_Collected data entries_:
..........

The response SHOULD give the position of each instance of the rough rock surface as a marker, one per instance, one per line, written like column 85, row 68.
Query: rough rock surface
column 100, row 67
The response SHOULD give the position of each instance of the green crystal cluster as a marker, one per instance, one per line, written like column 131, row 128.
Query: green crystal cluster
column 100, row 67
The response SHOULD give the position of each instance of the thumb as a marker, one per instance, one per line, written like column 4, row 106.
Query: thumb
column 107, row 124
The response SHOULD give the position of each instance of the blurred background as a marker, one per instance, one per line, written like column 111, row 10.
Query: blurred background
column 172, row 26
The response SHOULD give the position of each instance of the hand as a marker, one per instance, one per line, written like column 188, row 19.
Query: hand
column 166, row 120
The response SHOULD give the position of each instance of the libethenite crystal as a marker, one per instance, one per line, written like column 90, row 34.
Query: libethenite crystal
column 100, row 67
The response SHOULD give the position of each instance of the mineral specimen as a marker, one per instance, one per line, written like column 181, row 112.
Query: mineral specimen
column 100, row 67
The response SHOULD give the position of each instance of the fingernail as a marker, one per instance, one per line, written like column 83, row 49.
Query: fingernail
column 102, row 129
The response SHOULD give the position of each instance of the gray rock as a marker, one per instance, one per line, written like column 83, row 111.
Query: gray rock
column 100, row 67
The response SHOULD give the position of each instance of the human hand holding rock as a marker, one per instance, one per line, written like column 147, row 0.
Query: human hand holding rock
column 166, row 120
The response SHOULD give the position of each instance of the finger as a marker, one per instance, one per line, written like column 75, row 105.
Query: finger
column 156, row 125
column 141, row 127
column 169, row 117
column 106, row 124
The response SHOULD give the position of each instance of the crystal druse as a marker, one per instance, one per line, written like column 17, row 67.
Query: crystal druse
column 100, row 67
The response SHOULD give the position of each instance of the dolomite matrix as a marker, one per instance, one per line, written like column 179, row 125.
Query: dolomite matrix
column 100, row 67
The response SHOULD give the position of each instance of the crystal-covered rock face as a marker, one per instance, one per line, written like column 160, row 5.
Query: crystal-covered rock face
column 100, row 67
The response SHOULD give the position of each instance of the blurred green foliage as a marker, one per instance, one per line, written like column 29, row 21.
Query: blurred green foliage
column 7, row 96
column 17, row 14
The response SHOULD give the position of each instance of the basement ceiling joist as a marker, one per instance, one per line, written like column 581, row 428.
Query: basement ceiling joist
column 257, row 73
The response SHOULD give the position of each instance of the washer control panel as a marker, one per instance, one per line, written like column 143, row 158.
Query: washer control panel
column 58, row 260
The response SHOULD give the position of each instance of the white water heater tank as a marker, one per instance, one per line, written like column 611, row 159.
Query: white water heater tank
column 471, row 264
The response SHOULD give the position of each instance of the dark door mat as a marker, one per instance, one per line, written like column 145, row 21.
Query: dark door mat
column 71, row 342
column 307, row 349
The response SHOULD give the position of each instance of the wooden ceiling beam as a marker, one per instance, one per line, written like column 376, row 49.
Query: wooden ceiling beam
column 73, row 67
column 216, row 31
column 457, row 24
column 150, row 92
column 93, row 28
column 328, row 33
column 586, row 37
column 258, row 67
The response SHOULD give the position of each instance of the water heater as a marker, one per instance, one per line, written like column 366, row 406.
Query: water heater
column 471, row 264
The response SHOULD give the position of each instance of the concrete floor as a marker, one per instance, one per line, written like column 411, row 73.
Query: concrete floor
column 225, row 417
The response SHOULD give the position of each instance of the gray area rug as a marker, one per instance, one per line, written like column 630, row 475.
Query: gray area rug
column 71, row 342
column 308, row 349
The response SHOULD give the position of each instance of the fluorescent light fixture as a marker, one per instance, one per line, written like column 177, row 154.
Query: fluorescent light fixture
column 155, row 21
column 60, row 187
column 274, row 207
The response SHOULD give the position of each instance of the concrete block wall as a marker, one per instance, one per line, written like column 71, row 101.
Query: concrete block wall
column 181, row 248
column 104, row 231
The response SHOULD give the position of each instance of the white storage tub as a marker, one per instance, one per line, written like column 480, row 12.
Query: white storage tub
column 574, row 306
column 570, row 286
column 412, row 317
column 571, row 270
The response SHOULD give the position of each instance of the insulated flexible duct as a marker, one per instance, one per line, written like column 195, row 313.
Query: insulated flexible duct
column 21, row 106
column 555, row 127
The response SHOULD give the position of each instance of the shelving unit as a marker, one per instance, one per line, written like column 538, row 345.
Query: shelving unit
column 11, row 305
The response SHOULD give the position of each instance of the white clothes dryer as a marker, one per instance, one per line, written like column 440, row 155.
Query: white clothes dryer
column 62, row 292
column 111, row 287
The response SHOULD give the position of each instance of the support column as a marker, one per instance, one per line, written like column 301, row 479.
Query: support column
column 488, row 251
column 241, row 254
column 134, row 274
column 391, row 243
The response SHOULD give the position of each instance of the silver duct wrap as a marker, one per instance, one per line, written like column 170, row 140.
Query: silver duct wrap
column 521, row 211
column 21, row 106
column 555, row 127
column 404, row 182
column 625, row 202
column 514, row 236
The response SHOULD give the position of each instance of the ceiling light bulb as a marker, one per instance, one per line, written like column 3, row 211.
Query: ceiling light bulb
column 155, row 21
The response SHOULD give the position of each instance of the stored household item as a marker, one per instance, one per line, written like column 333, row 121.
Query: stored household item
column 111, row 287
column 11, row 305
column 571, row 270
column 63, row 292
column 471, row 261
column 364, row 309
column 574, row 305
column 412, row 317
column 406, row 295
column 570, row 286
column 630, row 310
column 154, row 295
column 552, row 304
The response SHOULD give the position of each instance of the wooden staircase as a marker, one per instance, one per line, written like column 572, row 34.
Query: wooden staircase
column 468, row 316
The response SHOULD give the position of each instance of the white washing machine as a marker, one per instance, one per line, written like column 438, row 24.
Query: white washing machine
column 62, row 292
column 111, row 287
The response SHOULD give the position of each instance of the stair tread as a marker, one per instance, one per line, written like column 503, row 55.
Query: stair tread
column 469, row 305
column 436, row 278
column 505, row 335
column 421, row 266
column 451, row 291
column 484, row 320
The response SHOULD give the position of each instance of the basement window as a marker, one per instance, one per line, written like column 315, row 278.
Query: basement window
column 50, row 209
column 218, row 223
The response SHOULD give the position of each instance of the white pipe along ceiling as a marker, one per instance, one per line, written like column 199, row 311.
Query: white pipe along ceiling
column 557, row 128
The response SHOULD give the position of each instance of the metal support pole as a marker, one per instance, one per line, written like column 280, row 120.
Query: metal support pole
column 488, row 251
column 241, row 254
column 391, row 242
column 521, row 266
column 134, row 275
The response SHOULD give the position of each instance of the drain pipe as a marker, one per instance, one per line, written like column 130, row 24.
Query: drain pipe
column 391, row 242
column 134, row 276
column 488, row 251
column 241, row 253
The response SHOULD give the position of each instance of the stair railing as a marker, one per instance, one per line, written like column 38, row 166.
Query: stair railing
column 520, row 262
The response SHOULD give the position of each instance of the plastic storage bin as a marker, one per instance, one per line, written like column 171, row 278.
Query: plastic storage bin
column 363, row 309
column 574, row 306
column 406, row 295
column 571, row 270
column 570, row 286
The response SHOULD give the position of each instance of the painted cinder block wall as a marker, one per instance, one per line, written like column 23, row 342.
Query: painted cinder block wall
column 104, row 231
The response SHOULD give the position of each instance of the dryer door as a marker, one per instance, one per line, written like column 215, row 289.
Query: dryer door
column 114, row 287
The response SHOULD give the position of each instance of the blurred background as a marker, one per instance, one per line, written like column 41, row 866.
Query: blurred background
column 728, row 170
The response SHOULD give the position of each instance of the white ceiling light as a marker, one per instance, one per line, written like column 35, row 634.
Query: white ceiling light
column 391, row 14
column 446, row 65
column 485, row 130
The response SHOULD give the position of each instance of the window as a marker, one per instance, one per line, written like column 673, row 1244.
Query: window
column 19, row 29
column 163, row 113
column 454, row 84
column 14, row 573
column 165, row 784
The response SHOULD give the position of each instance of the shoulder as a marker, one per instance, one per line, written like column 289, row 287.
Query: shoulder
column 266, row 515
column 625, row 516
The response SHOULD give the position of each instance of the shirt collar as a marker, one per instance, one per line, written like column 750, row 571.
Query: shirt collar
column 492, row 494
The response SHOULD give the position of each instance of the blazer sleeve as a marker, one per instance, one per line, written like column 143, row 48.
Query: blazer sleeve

..........

_INSTRUCTION_:
Reproduce word for word the lines of the material from the line containing "143, row 48." through the end of the material, both ends included.

_OUTPUT BELOW_:
The response SHOULD give the position of each instance of the blazer sleeve as a marker, one per instance, one per line, written like column 143, row 48.
Query: blazer sleeve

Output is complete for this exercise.